— begin —

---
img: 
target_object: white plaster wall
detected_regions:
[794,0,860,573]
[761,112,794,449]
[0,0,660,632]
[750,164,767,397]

— end —

Rewrite the entries above, putting "stucco" in place of "plaster" and leaving everything else unchanged.

---
img: 
target_object: white stucco wall
detected_regions:
[794,0,860,573]
[761,112,794,449]
[0,0,660,632]
[750,164,767,397]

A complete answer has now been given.